#### [What you will do]
With the pictures excluded, output only the lines from the one containing "Each instance receives a single keypoint. Tag the metal railing" through the last line of the entries, unchanged.

Stored data:
***
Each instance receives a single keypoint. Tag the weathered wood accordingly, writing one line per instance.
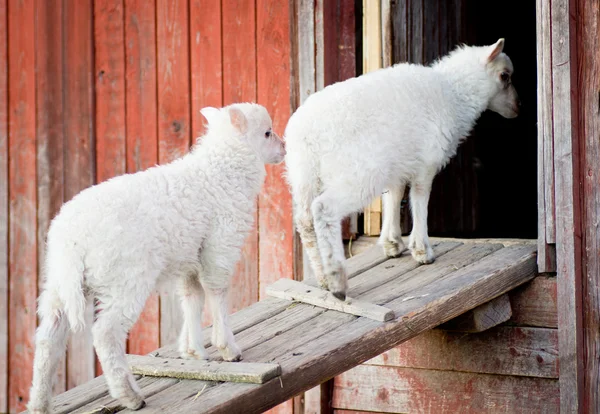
(297, 291)
(320, 348)
(4, 292)
(275, 222)
(372, 60)
(546, 227)
(588, 60)
(534, 304)
(250, 372)
(393, 390)
(79, 154)
(50, 137)
(530, 352)
(172, 28)
(568, 203)
(482, 317)
(142, 139)
(22, 243)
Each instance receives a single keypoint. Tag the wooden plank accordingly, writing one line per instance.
(372, 60)
(392, 390)
(317, 349)
(240, 85)
(546, 227)
(588, 23)
(50, 136)
(567, 201)
(109, 59)
(22, 244)
(79, 155)
(530, 352)
(205, 60)
(293, 290)
(534, 304)
(275, 221)
(250, 372)
(4, 281)
(142, 139)
(483, 317)
(172, 29)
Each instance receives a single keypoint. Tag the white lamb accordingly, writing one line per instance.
(184, 223)
(380, 132)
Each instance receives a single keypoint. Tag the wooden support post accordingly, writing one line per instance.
(482, 317)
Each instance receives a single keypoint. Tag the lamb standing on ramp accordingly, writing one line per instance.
(184, 222)
(380, 132)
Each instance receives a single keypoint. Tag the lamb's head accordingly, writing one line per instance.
(499, 68)
(252, 124)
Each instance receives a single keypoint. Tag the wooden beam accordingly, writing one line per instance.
(568, 203)
(483, 317)
(251, 372)
(297, 291)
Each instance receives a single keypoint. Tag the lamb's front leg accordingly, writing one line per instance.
(222, 335)
(419, 198)
(191, 343)
(391, 231)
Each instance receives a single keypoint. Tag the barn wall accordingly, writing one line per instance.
(100, 88)
(510, 368)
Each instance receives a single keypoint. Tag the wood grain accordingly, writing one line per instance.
(174, 119)
(531, 352)
(79, 155)
(205, 60)
(588, 62)
(50, 134)
(568, 203)
(392, 390)
(273, 71)
(4, 281)
(534, 304)
(22, 243)
(142, 138)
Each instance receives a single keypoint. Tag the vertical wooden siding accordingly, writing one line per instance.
(101, 88)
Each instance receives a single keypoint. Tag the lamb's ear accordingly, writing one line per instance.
(210, 113)
(495, 50)
(238, 119)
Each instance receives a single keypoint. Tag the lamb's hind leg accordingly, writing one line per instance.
(109, 332)
(391, 231)
(419, 198)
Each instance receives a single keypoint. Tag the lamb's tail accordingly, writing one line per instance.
(64, 273)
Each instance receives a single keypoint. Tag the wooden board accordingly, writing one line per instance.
(174, 120)
(50, 137)
(483, 317)
(142, 140)
(4, 282)
(588, 19)
(534, 304)
(79, 152)
(531, 352)
(249, 372)
(240, 85)
(275, 224)
(22, 243)
(205, 60)
(393, 390)
(568, 203)
(297, 291)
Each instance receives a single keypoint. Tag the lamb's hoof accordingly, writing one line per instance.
(136, 404)
(423, 256)
(393, 249)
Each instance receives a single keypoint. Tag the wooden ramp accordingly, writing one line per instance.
(312, 344)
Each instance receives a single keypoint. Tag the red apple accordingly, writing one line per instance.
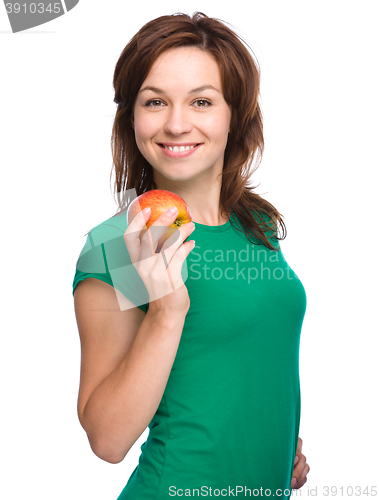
(159, 200)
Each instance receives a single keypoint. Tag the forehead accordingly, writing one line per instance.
(187, 66)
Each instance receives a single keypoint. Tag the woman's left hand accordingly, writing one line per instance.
(301, 468)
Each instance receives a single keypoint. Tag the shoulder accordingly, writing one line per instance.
(109, 229)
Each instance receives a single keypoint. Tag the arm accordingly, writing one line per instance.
(127, 357)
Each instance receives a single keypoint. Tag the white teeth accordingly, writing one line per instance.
(177, 149)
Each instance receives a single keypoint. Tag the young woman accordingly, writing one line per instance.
(213, 366)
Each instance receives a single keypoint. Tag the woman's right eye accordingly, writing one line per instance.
(154, 103)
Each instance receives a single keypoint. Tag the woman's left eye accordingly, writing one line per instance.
(153, 103)
(203, 103)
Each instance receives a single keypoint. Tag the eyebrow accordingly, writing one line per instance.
(194, 91)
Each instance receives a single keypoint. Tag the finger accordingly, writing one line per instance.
(303, 479)
(150, 239)
(131, 235)
(299, 473)
(299, 446)
(177, 261)
(176, 239)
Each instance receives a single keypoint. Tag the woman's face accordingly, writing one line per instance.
(181, 119)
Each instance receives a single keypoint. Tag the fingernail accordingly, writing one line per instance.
(171, 211)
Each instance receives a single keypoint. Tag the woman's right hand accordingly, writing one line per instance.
(161, 272)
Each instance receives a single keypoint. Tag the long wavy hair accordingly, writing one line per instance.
(240, 78)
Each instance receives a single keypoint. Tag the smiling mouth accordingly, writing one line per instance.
(179, 149)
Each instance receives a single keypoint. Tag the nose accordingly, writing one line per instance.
(177, 121)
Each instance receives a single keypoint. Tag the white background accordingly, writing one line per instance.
(320, 104)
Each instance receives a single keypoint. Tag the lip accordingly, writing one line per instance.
(179, 154)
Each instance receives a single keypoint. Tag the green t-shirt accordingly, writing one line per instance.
(229, 418)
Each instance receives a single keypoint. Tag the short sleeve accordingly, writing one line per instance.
(105, 257)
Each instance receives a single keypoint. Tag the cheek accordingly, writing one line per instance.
(143, 127)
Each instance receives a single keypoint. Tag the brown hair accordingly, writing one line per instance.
(240, 78)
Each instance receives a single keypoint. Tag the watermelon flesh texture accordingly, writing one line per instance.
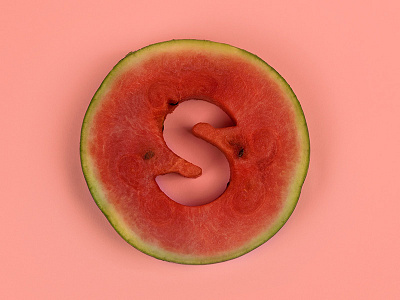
(123, 150)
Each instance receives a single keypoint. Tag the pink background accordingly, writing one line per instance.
(342, 60)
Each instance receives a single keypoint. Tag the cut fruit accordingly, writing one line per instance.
(123, 150)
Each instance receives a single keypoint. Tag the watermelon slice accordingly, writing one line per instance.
(123, 150)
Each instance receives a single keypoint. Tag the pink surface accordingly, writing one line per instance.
(342, 241)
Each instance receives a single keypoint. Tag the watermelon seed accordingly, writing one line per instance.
(173, 103)
(148, 155)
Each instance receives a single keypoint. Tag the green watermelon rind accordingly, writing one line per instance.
(108, 210)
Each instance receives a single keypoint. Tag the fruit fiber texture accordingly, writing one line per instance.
(123, 150)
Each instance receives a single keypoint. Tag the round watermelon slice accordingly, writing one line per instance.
(123, 150)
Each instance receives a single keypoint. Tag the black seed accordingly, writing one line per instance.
(241, 152)
(148, 155)
(173, 103)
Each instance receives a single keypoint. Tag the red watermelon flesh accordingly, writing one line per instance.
(123, 150)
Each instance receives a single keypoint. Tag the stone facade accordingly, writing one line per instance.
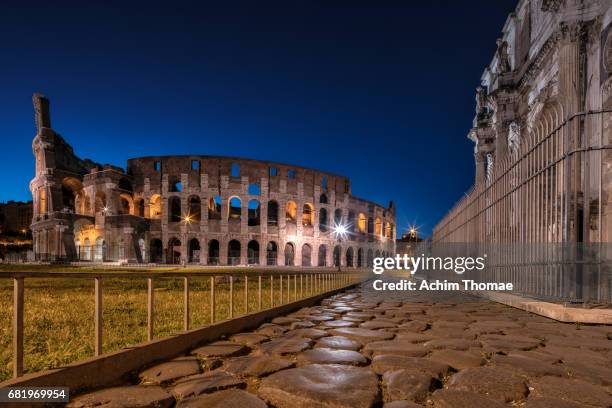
(542, 130)
(197, 209)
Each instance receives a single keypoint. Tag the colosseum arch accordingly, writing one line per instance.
(337, 255)
(253, 252)
(308, 215)
(291, 212)
(213, 252)
(323, 220)
(289, 254)
(174, 209)
(139, 207)
(362, 223)
(322, 255)
(378, 227)
(306, 255)
(272, 253)
(174, 251)
(195, 209)
(272, 213)
(126, 204)
(349, 256)
(214, 208)
(71, 187)
(234, 211)
(155, 207)
(193, 251)
(337, 216)
(254, 212)
(233, 252)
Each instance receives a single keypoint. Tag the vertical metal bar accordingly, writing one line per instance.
(231, 312)
(186, 303)
(150, 310)
(259, 292)
(18, 301)
(246, 294)
(98, 316)
(212, 299)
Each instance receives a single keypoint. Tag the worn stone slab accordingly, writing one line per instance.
(407, 384)
(339, 323)
(401, 348)
(458, 359)
(249, 339)
(331, 356)
(321, 385)
(384, 363)
(256, 366)
(170, 370)
(574, 390)
(338, 342)
(220, 349)
(129, 396)
(498, 384)
(271, 330)
(205, 383)
(453, 344)
(363, 336)
(283, 345)
(224, 399)
(463, 399)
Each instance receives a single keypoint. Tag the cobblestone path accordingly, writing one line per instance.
(363, 348)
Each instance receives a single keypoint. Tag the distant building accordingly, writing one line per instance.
(15, 217)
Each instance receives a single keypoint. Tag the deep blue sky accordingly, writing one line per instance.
(380, 91)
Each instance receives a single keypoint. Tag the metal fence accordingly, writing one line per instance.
(284, 286)
(543, 213)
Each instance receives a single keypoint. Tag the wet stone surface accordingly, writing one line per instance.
(364, 348)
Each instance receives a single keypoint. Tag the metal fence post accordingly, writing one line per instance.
(98, 322)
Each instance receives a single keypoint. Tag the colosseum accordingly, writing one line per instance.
(204, 210)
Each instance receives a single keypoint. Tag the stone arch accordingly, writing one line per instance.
(306, 255)
(272, 213)
(213, 252)
(322, 261)
(291, 212)
(362, 223)
(234, 211)
(174, 251)
(195, 209)
(193, 251)
(350, 257)
(272, 253)
(174, 209)
(308, 215)
(323, 220)
(254, 209)
(214, 208)
(289, 254)
(253, 252)
(337, 255)
(155, 209)
(233, 252)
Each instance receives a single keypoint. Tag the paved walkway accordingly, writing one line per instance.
(363, 348)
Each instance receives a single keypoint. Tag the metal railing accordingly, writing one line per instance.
(543, 213)
(292, 285)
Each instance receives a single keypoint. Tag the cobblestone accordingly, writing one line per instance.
(432, 349)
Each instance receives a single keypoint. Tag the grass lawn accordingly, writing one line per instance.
(59, 312)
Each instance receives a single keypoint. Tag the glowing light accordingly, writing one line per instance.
(340, 230)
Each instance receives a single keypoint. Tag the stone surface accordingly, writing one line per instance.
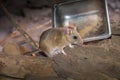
***
#### [Exercise response]
Each instance receives a single keypoint. Tag the metal railing accordingly, writing one line per instance.
(543, 213)
(292, 285)
Each instance receives a single keypoint. Tag the cobblestone accordingly, writing one line per instance.
(432, 349)
Each instance receives a single keypoint. Tag the grass lawn accordingly, writing one line per instance.
(59, 312)
Each instance receives a single keypoint. Tag the glowing light accordingly, writing one line per instance.
(340, 230)
Each instance receives a single keypoint. Tag the stone surface accordingly, writing one line per instance.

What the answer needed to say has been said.